*** DOCUMENT EXTRACT

Jihad is, of course, something else but what was said was said. He was collected and spoke rather quietly. Before every reply he was quiet for a while. He said a few more unimportant sentences which boil down to the same thing and when I asked him to speak up because I was "recording" our conversation, he laughed cynically and hung up.

Until the bomb under Kopanja's car I did not think about this call too much. I still do not think that those who make phone calls put bombs under cars, nor do I think that a phone call, no matter what kind, should be compared with the drama in Banja Luka which is truly, as someone wrote these days, "a more cruel and miserable showdown than any of those which took place during the war". I do think something else, though. Any appearance of violence is, however, divided into periods of individual motives, threats and executions, and the period when that collective, unidentified "WE" which stands behind that violence is born. This latter is terrorism and three ingredients are needed for it: terrorists, a victim, and a corresponding social and political environment. Now, we have all of that. The assassination attempt on a magnificent man and grand journalist and editor, Zeljko Kopanja, was not carried out by those who make phone calls, nor those who like individual wounded dogs barked at him when he touched them with his articles published recently in his Nezavisne. It is a diversion if someone claims that this attack was an attempt to exact revenge for "damage" inflicted by these articles. The bomb obviously exploded when the concentration of crime, mafia, the lack of the rule of law, and legalized violence around all of us became such that terrorism became simply a logical consequence. At the point where Kopanja's accumulated contribution crossed the line after which he was not aiming for individuals but at the total evil installed in some of power centers. The dissatisfied, cheated, and to the bone hurt soldier, as an individual is not the one who in this country, regardless of what that means, places bombs. That is perhaps a certain paradox. The bomb in Mostar, than the one in Sarajevo, and now this one in Banja Luka, are in a way parts of the same terrorist act. Those who have evolved under the state protection from "I" to "WE" are behind that terrorism.

Thereby, for the first time, my return to the phone call. The man, calmly, collectedly, as if he were not concerned whether someone was listening to him or recording the conversation, spoke and said "WE". As if no one else but those who refer to themselves as "WE" could hear him. That is why he laughed when I told him I was "recording the conversation". As if he knew that that was not true and, even if it were true, it would not matter. Since he is not "HE", he is "THEY".

******
*** STORED DATA

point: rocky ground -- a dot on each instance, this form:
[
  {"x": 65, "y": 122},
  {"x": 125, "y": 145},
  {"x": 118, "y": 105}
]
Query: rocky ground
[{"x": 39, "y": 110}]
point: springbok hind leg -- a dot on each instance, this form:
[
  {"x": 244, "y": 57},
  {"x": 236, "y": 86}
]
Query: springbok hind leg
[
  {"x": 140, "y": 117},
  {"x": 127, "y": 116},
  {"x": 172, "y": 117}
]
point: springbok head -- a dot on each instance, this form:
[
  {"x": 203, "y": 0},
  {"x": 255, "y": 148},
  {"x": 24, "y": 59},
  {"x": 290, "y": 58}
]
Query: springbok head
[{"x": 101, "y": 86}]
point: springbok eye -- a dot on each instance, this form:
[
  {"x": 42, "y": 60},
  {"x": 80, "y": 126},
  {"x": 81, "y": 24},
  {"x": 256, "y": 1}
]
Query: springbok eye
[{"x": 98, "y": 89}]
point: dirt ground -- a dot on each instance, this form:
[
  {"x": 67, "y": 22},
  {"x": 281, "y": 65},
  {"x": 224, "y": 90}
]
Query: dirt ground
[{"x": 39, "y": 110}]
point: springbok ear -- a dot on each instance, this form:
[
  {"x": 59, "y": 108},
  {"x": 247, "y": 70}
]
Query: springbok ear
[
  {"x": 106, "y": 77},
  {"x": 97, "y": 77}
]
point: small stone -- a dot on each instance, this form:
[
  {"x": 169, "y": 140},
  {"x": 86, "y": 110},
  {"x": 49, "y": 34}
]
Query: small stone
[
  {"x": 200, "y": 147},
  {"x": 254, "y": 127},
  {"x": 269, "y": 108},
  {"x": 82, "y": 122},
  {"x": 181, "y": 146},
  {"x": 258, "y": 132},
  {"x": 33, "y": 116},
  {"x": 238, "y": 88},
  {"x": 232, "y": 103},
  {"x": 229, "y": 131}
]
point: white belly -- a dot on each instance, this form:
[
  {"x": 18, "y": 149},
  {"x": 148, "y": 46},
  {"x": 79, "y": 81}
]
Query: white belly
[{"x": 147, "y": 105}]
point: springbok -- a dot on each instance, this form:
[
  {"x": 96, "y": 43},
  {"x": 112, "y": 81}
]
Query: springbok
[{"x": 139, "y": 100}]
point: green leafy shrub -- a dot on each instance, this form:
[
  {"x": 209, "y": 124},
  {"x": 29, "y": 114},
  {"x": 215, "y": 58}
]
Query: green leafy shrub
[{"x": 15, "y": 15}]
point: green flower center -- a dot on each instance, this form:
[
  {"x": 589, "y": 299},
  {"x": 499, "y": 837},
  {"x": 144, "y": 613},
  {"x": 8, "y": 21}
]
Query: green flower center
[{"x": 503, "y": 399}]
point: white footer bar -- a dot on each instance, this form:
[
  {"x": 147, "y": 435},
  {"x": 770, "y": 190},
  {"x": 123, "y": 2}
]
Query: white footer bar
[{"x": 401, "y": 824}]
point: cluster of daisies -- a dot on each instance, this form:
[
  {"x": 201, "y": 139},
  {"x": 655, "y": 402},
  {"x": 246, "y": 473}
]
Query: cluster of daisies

******

*REQUIRED TASK 1*. Rewrite the passage of the text on the Banja Luka bombing starting with "Jihad is, of" and going on through "and hung up.", substituting "bitterly" for "cynically".
*REQUIRED TASK 2*.
Answer these questions from the text on the Banja Luka bombing.
(a) What did the caller do when asked to speak up?
(b) What three ingredients does the text say terrorism needs?
(c) Besides Banja Luka, which two cities does the text name as places where bombs went off?
The entries that come after the text are separate material.

*TASK RESULT 1*.
Jihad is, of course, something else but what was said was said. He was collected and spoke rather quietly. Before every reply he was quiet for a while. He said a few more unimportant sentences which boil down to the same thing and when I asked him to speak up because I was "recording" our conversation, he laughed bitterly and hung up.

*TASK RESULT 2*.
(a) He laughed cynically and hung up.
(b) Terrorists, a victim, and a corresponding social and political environment.
(c) Mostar and Sarajevo.